In order to obtain a license to operate a riverboat gaming facility, the proposed operating business entity must complete a Riverboat Gaming Application form requesting a Class B License.  In order to obtain a license to own and/or control a Class B Licensee as its ultimate holding company, a company must complete a Riverboat Gaming Application form requesting a Class A License.  The Riverboat Gaming Application form is comprised of comprehensive questions regarding the nature and suitability of the applicant.  Applicants who submit the Riverboat Gaming Application form requesting either a Class A or Class B License undergo an extensive background investigation by the Commission. In addition, each key person associated with the applicant (including directors, officers, managers and owners of a significant direct or indirect interest in the Class A or Class B License applicant) must complete a Key Person and Level 1 Application (Personal Disclosure Form 1) and undergo a substantial background investigation. Certain key business entities closely related to the applicant must undergo a similar application process and background check. An applicant for a Class A or Class B License will not receive a license if the applicant and its key persons, including key business entities, have not established good repute and moral character, and no licensee shall either employ or contract with any person who has pled guilty to, or been convicted of, a felony, to perform any duties directly connected with the licensee’s privileges under a license granted by the Commission.

 



 

Each Class B License granted entitles a licensee to conduct gambling activities at a specific riverboat gaming operation. Each Class A License granted entitles the licensee to develop and operate a Class B licensee or, if authorized, multiple Class B licensees.  The duration of both the Class A and Class B License initially runs for two one-year terms; thereafter, for four-year terms. In conjunction with the renewal of each license, the Commission requires the filing of a Riverboat Gaming Renewal Application form and renewal fees.  In conjunction with each renewal, the Commission may conduct an additional investigation of the licensee with specific emphasis on new information provided in the Riverboat Gaming Renewal Application form. The Commission also possesses the right to periodically conduct a comprehensive investigation on any Class A, Class B, supplier or key person licensee since the date on which the last comprehensive investigation was conducted. The Commission also licenses the serving of alcoholic beverages on riverboats and related facilities.

 

In determining whether to grant and allow the continued possession of a gaming license, the Commission considers the following factors, among others: (i) the integrity of the applicant; (ii) the types and variety of games the applicant may offer; (iii) the quality of the physical facility, together with improvements and equipment; (iv) the financial ability of the applicant to develop and operate the facility successfully; (v) the status of governmental actions required by the facility; (vi) the management ability of the applicant; (vii) compliance with applicable statutes, rules, charters and ordinances; (viii) the economic, ecological and social impact of the facility as well as the cost of public improvements; (ix) the extent of public support or opposition; (x) the plan adopted by the home dock city or county; and (xi) effects on competition.

◇ ◇ ◇

> [Problem set]:
A) Answer these questions from the riverboat gaming licensing passage:
(i) What must a company request on the Riverboat Gaming Application form to own or control a Class B Licensee as its ultimate holding company?
(ii) For how long do Class A and Class B Licenses initially run?
(iii) Which factor does the Commission list as item (ix)?
B) Please copy the rows word for word from the line with "In this exercise you will label every instance of the orange" to the line with "x=428, y=311", including both of those lines.

[Source records]
◇ ◇ ◇

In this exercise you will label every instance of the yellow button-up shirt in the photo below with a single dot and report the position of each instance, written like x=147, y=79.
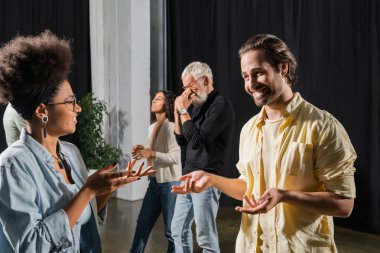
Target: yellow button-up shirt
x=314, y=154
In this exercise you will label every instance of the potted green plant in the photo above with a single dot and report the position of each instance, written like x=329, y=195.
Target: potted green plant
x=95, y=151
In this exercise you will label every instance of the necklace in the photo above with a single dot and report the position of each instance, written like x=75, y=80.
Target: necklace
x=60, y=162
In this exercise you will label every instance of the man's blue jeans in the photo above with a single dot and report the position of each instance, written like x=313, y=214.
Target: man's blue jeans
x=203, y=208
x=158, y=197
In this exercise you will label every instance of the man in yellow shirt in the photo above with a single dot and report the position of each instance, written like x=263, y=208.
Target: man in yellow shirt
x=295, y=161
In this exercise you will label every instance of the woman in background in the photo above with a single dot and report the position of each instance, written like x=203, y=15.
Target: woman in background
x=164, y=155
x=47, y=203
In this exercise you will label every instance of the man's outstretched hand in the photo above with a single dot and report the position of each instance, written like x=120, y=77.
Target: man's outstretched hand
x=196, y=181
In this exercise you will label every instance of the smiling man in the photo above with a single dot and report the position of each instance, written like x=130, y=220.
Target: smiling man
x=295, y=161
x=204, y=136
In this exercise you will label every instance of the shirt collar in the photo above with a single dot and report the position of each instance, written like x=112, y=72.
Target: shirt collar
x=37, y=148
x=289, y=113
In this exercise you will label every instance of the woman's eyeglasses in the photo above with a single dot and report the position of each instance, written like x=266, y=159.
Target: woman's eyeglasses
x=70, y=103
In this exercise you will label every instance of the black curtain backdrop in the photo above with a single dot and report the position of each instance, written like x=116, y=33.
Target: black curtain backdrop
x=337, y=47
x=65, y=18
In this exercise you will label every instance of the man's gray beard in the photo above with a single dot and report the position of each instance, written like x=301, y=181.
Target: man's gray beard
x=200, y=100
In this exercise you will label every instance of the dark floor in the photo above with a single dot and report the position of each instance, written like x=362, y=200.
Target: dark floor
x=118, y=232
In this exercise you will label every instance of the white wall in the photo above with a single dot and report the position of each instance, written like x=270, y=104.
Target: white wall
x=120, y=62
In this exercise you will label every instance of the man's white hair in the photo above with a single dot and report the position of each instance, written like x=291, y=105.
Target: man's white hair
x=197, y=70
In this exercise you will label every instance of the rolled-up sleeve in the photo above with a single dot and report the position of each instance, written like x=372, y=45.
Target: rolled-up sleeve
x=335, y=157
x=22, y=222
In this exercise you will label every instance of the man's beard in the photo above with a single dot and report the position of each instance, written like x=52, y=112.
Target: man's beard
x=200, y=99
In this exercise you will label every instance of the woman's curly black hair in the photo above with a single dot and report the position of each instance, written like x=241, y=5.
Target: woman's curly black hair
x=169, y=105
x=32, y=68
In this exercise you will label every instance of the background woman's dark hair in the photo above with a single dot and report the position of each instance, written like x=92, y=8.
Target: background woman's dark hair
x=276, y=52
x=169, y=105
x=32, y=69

◇ ◇ ◇

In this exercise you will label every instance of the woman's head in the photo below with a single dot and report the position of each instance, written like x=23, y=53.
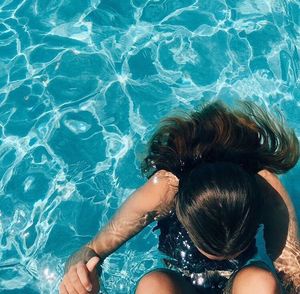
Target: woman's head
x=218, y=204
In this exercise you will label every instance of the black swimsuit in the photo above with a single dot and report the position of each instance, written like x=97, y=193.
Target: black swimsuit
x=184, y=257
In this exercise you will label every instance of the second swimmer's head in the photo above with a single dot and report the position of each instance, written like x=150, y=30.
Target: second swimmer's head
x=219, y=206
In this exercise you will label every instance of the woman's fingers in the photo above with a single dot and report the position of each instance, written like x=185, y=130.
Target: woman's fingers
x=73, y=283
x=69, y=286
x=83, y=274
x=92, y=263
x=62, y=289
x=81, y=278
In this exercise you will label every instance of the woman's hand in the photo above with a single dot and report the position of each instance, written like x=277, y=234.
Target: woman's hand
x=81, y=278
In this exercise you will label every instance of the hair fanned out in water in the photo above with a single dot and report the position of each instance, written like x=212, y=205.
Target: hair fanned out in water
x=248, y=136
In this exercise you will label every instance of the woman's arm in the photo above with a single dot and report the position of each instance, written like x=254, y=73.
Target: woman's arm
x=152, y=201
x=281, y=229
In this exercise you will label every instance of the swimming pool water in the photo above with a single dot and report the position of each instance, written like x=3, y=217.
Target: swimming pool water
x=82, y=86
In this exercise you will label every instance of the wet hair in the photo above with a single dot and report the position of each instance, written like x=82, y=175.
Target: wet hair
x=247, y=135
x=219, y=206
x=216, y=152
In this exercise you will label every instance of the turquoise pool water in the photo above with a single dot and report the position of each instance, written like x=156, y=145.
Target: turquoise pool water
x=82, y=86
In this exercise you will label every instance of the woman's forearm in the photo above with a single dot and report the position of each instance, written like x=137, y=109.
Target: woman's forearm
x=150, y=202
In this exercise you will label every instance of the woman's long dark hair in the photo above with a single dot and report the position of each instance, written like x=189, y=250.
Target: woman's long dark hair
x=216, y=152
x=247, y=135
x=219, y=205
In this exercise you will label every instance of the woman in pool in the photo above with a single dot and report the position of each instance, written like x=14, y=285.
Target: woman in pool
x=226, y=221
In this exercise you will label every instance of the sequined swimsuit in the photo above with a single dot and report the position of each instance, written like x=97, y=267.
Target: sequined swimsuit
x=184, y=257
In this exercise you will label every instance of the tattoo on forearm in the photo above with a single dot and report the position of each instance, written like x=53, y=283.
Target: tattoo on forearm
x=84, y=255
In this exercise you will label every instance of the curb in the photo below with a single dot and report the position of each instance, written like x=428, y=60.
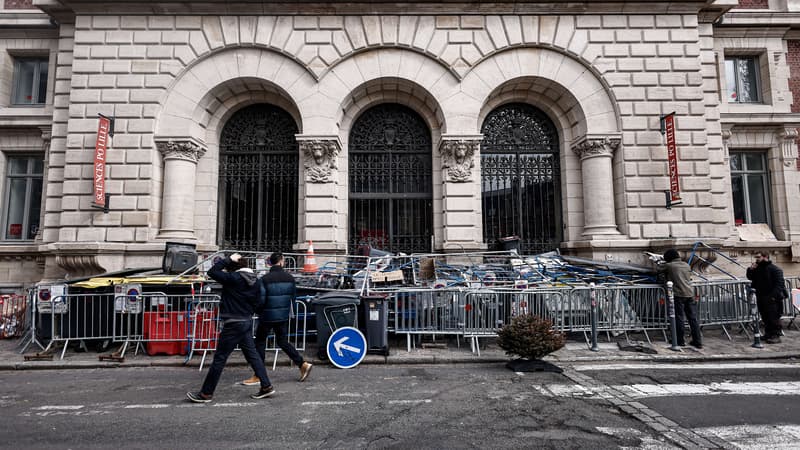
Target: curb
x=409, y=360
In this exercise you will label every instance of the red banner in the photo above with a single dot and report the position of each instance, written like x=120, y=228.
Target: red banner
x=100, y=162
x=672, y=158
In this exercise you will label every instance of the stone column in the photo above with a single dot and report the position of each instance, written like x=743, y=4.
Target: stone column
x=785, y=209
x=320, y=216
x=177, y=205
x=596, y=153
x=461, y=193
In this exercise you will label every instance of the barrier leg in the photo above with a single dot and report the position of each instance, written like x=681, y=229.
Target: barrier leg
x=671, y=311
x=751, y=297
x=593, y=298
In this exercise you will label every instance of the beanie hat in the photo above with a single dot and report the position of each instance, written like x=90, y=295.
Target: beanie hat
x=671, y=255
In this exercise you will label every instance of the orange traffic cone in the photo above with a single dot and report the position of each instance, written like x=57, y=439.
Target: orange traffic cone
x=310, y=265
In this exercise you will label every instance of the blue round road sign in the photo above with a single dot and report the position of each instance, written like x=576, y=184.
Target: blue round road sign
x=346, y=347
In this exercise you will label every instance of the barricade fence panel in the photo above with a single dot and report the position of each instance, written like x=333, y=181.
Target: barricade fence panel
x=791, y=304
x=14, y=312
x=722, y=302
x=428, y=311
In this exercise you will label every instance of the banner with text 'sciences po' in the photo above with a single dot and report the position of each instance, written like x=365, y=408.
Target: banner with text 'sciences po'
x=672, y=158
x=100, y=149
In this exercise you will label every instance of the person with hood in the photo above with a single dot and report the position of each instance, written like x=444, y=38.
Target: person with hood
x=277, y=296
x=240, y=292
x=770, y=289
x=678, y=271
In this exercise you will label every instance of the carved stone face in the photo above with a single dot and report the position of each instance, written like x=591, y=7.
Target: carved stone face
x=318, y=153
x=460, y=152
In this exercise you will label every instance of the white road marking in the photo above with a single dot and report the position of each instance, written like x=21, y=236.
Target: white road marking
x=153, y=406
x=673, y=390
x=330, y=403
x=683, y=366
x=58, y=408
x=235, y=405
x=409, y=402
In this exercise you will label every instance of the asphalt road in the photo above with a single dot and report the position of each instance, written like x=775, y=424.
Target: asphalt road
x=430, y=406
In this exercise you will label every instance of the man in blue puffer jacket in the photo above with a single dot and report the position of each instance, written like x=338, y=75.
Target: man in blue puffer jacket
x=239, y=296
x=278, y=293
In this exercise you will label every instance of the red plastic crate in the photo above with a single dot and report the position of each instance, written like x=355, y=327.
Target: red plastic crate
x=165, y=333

◇ ◇ ◇

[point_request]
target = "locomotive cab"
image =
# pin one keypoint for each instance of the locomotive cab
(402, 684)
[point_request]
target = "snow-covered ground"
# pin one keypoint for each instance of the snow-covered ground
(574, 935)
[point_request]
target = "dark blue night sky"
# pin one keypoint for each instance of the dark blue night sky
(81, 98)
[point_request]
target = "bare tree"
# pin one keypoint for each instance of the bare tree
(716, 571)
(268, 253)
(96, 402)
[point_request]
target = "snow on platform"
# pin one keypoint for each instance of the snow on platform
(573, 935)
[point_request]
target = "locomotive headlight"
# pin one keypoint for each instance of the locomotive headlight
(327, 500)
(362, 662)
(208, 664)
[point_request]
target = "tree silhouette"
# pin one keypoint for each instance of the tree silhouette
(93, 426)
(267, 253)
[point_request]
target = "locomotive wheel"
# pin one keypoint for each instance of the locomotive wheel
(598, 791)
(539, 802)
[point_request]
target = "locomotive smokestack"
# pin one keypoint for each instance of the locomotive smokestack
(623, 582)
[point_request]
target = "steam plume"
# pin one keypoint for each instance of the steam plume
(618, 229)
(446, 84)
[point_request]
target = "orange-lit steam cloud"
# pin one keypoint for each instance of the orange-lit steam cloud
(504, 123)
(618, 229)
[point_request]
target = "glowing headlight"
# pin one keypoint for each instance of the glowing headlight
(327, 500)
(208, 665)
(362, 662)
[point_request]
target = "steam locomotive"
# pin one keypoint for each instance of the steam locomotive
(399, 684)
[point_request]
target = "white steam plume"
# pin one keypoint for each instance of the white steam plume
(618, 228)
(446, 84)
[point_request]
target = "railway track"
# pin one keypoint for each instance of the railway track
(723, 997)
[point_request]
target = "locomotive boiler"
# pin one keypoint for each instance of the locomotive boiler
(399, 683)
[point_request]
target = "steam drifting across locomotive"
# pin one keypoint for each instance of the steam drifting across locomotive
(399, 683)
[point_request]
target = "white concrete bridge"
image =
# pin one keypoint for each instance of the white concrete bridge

◇ ◇ ◇

> [Solution set]:
A)
(i) A Class A License.
(ii) Two one-year terms, followed by four-year terms.
(iii) The extent of public support or opposition.

B)
In this exercise you will label every instance of the orange traffic cone in the photo above with a single dot and report the position of each instance, written like x=57, y=439.
Target: orange traffic cone
x=310, y=265
In this exercise you will label every instance of the blue round road sign in the photo above with a single dot and report the position of each instance, written like x=576, y=184.
Target: blue round road sign
x=346, y=347
In this exercise you will label every instance of the barricade fence panel in the photo above with a single dot and report the position of each instance, written like x=333, y=181.
Target: barricade fence panel
x=791, y=304
x=14, y=312
x=722, y=302
x=428, y=311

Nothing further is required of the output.